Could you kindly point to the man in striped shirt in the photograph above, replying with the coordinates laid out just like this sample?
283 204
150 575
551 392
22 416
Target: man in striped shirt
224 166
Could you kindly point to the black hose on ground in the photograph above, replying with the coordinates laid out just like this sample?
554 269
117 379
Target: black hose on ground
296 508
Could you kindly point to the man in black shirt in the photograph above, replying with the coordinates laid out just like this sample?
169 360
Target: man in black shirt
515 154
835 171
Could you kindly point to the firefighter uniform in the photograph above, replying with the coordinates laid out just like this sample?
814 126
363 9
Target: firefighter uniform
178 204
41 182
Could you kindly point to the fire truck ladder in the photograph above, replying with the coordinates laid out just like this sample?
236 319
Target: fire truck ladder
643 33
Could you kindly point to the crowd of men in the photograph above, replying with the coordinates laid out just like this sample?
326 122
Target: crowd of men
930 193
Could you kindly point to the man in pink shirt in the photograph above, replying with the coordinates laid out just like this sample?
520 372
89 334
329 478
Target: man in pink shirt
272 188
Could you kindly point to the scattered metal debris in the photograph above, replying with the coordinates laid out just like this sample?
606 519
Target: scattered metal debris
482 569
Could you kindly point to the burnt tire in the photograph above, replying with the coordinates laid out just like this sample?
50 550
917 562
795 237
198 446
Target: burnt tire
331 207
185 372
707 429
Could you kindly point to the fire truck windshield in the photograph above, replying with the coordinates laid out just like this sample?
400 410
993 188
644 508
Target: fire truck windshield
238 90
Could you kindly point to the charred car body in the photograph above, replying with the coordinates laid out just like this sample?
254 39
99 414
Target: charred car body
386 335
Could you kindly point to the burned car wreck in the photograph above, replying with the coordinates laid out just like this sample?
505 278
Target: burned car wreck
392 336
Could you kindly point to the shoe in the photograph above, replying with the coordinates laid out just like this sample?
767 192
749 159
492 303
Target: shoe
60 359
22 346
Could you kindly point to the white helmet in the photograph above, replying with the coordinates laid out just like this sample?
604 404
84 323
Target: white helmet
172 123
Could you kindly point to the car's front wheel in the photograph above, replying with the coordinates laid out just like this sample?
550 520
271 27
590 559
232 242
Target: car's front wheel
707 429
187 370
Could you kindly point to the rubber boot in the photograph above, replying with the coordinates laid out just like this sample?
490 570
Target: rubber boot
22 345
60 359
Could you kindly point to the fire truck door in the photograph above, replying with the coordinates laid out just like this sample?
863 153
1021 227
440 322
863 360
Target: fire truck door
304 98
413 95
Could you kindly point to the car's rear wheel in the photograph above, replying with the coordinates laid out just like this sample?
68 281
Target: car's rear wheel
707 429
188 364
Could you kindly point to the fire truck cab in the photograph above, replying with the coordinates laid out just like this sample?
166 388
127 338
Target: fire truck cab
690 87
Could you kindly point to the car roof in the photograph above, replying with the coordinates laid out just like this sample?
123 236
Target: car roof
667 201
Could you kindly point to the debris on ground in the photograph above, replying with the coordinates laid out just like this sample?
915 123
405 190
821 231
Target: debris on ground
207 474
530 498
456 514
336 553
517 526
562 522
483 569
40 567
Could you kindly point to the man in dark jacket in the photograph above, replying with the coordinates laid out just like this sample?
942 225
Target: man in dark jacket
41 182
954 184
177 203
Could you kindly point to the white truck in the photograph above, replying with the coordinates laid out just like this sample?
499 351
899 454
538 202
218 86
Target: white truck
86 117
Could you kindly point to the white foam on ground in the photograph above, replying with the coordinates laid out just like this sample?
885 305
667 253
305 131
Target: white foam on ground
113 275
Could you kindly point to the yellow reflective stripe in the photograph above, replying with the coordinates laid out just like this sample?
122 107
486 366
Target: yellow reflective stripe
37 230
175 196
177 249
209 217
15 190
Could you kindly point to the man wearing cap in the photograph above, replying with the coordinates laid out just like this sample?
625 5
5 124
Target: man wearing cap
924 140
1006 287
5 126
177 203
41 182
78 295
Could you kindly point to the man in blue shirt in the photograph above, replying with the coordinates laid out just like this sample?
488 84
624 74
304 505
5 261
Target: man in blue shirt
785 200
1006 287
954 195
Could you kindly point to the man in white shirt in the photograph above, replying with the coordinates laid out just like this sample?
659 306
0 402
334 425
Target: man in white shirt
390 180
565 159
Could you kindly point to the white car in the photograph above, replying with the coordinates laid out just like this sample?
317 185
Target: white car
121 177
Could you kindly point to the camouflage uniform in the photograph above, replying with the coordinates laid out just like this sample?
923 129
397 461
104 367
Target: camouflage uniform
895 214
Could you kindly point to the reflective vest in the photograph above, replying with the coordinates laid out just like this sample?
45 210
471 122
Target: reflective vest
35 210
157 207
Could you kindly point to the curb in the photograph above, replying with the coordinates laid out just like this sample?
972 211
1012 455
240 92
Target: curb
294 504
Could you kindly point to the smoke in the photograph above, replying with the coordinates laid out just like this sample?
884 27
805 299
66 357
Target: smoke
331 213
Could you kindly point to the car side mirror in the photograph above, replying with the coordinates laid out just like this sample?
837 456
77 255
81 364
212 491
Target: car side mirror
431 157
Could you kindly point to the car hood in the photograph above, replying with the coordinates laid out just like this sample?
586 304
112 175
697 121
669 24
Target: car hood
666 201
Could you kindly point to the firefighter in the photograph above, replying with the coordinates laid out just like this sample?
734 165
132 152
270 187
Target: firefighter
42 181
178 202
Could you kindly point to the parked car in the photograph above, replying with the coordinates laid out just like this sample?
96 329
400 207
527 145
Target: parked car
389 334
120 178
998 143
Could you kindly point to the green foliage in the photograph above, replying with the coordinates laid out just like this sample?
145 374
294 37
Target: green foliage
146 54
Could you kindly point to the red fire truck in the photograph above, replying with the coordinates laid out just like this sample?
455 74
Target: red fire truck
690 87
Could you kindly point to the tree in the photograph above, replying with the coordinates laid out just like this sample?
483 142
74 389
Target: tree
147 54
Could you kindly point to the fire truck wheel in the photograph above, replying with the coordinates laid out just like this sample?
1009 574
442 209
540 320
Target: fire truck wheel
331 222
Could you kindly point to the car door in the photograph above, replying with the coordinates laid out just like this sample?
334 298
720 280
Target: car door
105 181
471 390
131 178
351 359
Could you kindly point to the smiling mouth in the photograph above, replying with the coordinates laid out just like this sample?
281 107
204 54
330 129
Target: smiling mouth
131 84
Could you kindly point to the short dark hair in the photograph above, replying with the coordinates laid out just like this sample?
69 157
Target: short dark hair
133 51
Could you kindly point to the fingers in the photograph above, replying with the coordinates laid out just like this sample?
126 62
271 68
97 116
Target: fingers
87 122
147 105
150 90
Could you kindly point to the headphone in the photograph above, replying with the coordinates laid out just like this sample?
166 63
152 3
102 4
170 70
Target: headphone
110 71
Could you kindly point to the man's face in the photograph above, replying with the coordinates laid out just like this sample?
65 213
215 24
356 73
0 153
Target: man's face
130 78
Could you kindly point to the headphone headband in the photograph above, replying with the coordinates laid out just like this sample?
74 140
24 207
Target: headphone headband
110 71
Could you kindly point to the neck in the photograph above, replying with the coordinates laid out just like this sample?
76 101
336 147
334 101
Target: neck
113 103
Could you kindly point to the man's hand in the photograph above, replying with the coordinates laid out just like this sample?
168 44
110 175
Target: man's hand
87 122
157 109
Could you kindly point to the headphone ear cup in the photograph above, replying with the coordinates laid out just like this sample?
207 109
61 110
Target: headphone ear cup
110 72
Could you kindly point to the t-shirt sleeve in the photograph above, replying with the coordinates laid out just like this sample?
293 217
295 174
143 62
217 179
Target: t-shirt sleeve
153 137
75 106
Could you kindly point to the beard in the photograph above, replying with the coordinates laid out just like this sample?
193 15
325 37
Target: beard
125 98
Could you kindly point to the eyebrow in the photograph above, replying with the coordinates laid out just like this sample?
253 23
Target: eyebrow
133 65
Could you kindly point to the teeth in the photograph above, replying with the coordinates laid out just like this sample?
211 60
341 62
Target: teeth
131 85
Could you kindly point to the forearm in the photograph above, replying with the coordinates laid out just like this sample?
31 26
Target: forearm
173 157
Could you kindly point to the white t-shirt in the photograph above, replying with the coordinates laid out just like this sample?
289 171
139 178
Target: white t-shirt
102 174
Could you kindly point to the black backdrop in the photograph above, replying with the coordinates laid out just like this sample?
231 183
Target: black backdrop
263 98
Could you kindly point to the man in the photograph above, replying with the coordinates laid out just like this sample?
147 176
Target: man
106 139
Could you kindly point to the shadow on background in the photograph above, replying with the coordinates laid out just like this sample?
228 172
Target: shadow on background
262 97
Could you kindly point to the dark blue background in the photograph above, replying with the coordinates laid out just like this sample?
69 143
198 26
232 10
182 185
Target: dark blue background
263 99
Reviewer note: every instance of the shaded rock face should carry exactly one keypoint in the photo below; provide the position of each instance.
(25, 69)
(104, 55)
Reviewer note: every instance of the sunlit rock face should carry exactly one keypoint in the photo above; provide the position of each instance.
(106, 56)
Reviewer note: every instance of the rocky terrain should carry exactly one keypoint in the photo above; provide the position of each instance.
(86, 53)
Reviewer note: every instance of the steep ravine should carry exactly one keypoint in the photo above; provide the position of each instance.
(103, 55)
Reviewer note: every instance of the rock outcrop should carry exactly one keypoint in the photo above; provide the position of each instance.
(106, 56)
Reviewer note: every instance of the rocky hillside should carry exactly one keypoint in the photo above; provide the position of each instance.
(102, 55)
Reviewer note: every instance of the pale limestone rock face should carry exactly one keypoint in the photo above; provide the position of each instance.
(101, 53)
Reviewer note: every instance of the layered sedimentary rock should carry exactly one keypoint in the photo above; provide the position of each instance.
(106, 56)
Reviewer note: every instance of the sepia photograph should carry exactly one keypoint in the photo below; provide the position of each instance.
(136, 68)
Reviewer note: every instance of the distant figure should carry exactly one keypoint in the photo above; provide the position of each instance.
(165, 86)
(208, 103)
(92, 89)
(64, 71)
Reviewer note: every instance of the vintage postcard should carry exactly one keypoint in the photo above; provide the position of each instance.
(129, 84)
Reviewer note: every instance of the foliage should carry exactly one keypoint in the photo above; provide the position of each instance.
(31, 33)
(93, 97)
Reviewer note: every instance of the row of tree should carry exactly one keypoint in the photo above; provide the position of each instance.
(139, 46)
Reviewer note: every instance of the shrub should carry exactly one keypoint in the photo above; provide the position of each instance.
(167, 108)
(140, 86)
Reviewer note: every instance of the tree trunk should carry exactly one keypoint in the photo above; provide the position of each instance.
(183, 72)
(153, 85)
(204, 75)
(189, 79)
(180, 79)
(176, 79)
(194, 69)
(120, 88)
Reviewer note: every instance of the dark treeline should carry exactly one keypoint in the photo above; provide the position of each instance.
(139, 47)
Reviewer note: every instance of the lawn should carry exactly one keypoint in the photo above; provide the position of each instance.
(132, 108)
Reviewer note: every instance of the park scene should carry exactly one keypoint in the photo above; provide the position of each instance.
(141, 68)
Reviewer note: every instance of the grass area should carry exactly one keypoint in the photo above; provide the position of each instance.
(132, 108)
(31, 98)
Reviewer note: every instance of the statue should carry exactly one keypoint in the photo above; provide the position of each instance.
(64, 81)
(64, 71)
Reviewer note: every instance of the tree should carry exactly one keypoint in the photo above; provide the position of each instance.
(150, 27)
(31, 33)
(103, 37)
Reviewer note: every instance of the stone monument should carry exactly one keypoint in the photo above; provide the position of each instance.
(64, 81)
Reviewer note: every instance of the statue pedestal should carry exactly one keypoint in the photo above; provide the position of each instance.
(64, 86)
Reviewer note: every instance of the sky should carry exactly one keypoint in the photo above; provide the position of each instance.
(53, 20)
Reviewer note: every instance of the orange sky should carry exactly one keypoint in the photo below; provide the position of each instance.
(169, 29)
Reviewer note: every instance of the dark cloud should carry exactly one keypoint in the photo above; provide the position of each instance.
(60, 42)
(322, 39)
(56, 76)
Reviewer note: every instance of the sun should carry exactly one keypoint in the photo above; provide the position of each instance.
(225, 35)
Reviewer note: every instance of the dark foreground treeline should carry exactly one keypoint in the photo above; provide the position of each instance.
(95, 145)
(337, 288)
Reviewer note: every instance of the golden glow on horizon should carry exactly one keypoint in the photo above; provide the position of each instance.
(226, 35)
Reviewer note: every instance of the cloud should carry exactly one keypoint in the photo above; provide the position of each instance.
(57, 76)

# # # #

> [Exercise goal] Only the lines from the one containing "Reviewer note: every instance of the dark cloud" through the end of the material belong in the answer, each restated word for word.

> [Task result]
Reviewer note: every instance of the dark cloud should carry exactly one keypoint in the photo above; provide the position of each instance.
(60, 42)
(322, 39)
(56, 76)
Reviewer note: every instance of the sun should carry exactly one keypoint in the photo above; provide the position of each instance.
(225, 35)
Reviewer note: every instance of the dark foreground treeline should carry exactly one keypoint in the photo above; provide the position of each instance.
(95, 145)
(337, 288)
Reviewer note: every instance of the golden glow on horizon should carry exactly one keypoint in the photo above; provide the position of each instance.
(226, 35)
Reviewer note: every instance of the cloud should carry exactly one keypoint in the photo above; provide the position of each instance.
(57, 76)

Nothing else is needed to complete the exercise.